Exercise passage:
- - - -

04/27/2024
There is a shortage of mental health counselors in the USA. There's an even greater shortage of mental health counselors who take insurance. The number of mental health counselors who take insurance AND specialize in treating anxiety and OCD is even smaller. Why is that?
Reason 1: Because when you have put in the time, money & effort to get the extra training required to truly understand how to use evidence based, empirically supported treatment methods effectively, there is no recognition (as in higher reimbursement rates) from insurance companies.
Reason 2: Billing issues take up an inordinate amount of time & money -even if the provider outsources billing. See below.
Reason 3: In network Providers are required to file claims within a certain time period -- typically somewhere between 1 - 3 months, but insurance companies will do claw backs (I.e. Denying payment for a claim they already paid out) up to 2-5 YEARS after the claim was made. And the clinician is FORCED to return that money to the insurance company, even if the decision is appealed. Often the client involved has been discharged already — and how would you feel if your doctor sent you a bill 2 - 5 years after a date of service saying oops, you or your insurance company made a mistake and now you have to pay the full fee for the service you recieved? Most clinicians I know eat the cost as a COB — and add it up to another reason to think about going private pay only.
Reason 4: Insurance companies rarely raise reimbursement rates - & Medicare has actually LOWERED reimbursement rates. Rarely do the rate increases match the inflation rate.
This means for someone like me, who does take some insurance, that my yearly income has stayed around the same level for the past FOURTEEN years while the cost of doing business has increased every single year.
Reason 5: Providers are required to stay Hipaa compliant. It costs a substantial amount of money to meet those requirements. Whether you are in network or out of network doesn’t matter. But if you are private pay only, you can pass that and other costs along to the client in your fee schedules.

- - - -

Records provided:
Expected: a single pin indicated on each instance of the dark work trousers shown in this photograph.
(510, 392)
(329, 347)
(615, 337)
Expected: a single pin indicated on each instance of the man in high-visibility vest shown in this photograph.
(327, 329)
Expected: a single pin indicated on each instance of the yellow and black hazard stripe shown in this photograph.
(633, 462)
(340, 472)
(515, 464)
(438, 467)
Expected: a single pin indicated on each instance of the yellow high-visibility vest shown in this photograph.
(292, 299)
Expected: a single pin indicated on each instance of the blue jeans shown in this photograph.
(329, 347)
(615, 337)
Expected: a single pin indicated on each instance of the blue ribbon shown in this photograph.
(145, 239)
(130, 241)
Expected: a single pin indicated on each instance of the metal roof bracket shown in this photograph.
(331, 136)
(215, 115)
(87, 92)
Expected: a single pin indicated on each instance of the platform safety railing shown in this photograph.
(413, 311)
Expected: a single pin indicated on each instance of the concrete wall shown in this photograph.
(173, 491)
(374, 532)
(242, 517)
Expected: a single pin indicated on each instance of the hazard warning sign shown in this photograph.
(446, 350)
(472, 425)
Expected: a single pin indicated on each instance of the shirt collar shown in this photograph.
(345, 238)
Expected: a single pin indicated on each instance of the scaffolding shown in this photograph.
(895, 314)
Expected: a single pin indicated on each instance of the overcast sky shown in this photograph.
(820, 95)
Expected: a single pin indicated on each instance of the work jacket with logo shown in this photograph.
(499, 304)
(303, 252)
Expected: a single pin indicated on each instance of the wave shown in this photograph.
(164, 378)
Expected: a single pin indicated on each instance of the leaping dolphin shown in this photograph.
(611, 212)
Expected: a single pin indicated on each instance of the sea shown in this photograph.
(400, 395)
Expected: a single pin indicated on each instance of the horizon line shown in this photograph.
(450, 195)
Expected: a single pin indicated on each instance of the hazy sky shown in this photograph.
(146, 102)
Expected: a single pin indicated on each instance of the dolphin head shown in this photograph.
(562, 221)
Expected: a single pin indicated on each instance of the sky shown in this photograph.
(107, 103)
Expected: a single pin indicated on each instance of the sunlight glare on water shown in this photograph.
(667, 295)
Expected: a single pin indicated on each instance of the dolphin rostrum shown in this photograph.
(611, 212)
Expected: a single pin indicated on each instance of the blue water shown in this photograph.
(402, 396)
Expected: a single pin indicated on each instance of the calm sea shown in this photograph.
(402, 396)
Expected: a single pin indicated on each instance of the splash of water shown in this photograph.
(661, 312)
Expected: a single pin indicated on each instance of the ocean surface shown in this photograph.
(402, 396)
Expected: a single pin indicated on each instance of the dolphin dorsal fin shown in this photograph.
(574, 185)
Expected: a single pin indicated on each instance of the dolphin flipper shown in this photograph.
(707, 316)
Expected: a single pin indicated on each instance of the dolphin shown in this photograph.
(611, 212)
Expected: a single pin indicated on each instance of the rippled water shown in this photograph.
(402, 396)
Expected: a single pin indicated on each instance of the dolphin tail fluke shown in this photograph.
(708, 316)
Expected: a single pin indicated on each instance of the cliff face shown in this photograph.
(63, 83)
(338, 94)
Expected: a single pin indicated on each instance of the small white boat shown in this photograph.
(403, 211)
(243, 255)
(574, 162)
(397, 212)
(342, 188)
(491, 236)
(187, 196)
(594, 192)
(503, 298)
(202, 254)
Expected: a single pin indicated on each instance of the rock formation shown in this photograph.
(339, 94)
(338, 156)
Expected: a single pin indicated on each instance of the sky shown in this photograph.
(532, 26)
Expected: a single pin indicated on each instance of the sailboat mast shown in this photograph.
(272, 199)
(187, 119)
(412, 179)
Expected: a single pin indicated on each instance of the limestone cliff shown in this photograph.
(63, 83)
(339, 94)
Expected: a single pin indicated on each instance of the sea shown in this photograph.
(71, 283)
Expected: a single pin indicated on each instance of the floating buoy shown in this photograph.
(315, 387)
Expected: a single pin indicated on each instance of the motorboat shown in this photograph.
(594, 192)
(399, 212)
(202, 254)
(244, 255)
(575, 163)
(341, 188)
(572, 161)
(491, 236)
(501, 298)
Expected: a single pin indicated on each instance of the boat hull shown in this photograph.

- - - -

Assignment:
Using the text on the shortage of mental health counselors who take insurance, answer the following:
1. Within what time period are in-network providers typically required to file claims?
2. What has Medicare done to reimbursement rates?
3. For how many years has the writer's yearly income stayed around the same level?

Response to this task:
1. Typically somewhere between one and three months.
2. Medicare has lowered reimbursement rates.
3. Fourteen years.